- [Task] Rewrite everything from the line containing "Each instance of the sandy" down to the end of the rows, replacing "takes a single marker" with "gets one marker" and keeping everything else the same. Leave the pictures out of your answer.

- [Given data]
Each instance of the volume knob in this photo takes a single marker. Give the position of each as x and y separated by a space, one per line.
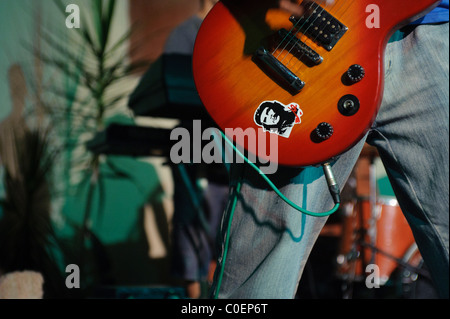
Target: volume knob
324 131
355 73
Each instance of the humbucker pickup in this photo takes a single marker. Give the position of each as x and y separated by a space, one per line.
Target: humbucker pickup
298 48
320 26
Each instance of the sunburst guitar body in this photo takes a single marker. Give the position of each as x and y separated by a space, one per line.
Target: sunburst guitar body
315 82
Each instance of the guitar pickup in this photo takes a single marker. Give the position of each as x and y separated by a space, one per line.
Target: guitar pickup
298 48
320 26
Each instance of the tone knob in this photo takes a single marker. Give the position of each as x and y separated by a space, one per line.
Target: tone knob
355 73
324 131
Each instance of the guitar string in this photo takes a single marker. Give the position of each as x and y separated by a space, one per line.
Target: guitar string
336 11
298 31
289 33
305 38
300 39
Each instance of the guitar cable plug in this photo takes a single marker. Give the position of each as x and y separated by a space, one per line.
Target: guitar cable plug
332 184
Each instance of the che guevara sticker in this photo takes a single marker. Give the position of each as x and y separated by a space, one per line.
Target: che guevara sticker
277 118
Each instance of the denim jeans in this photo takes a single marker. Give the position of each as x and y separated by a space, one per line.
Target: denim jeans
270 241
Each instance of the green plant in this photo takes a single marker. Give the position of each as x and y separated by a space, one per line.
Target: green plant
89 93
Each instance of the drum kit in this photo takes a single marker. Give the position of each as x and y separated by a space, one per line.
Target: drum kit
374 233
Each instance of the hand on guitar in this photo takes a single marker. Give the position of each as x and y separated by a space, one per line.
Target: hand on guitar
294 8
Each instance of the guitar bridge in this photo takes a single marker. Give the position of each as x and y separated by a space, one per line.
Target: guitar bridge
298 48
320 26
277 71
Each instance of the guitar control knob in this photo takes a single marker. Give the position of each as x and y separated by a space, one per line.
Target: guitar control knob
355 73
324 131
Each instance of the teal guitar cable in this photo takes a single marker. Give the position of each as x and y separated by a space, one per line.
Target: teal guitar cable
334 189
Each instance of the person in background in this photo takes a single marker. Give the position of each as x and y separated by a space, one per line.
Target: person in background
195 225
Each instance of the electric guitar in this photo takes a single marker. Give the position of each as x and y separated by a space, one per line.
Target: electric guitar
314 82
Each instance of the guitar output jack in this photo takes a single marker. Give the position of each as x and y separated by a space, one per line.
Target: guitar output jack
322 132
348 105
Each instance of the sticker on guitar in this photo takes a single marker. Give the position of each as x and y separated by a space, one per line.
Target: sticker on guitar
277 118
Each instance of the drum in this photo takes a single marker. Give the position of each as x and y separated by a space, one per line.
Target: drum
372 234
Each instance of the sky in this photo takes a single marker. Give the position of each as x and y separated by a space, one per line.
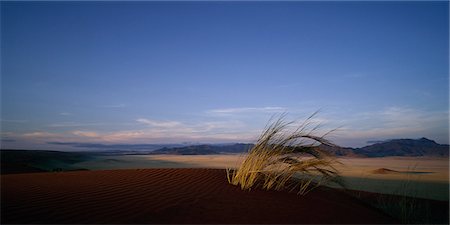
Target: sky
215 72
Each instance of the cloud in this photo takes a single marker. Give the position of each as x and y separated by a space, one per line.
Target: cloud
89 134
113 106
163 124
268 109
13 121
65 114
41 134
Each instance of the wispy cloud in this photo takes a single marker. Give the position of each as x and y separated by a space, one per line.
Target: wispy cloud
269 109
90 134
13 121
114 106
65 114
163 124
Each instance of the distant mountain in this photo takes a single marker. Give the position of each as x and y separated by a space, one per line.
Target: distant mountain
205 149
404 147
394 147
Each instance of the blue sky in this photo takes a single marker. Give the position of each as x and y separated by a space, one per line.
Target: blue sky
172 72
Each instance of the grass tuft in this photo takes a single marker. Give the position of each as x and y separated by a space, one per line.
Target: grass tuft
286 158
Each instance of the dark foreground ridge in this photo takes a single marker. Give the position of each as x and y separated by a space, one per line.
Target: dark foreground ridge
169 196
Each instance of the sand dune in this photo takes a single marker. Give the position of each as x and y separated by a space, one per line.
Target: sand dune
167 196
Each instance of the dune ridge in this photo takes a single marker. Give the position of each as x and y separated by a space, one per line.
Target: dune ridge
167 196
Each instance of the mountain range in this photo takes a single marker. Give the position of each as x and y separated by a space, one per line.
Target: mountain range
394 147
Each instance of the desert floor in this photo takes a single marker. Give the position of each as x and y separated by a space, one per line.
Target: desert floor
422 177
169 196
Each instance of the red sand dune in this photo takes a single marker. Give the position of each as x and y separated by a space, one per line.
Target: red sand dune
168 196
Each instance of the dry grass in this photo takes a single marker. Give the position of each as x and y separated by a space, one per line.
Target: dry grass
286 158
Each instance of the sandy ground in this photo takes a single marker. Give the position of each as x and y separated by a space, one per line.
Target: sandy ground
357 172
140 196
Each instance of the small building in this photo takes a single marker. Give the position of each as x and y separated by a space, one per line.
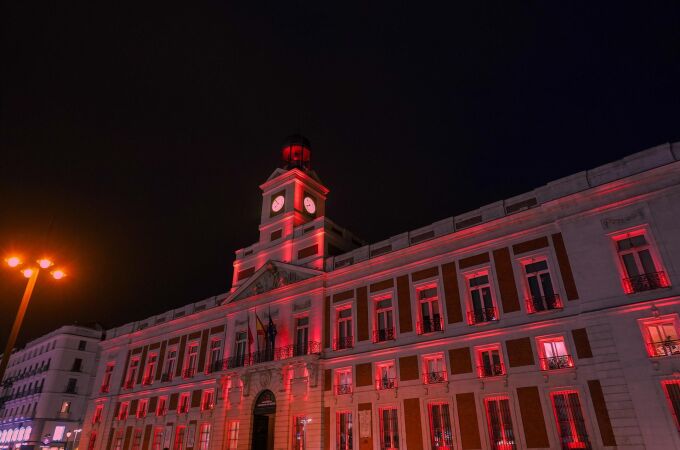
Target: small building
46 389
545 320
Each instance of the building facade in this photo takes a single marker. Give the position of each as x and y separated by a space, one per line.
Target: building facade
47 387
547 320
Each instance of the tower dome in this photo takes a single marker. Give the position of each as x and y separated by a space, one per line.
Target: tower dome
295 152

- [Result of this task]
Each instance of the sandy ground in this photo gets one marker. Give the position of each as x and y separated by a space, one per line.
Target: sandy ground
357 172
140 196
Each instance of the small building in this photo gets one marker. Give the position of each as x and y separated by a space, one per line.
Target: small building
46 389
545 320
Each instance of the building facade in this photo gets one marker. Give the position of each as x and y separated by a space, one per line.
Target: building facade
47 387
547 320
Each instance of the tower dome in this photo gets one marker. Give the position of each as x and y separated by a space, one per line.
Target: tower dome
295 152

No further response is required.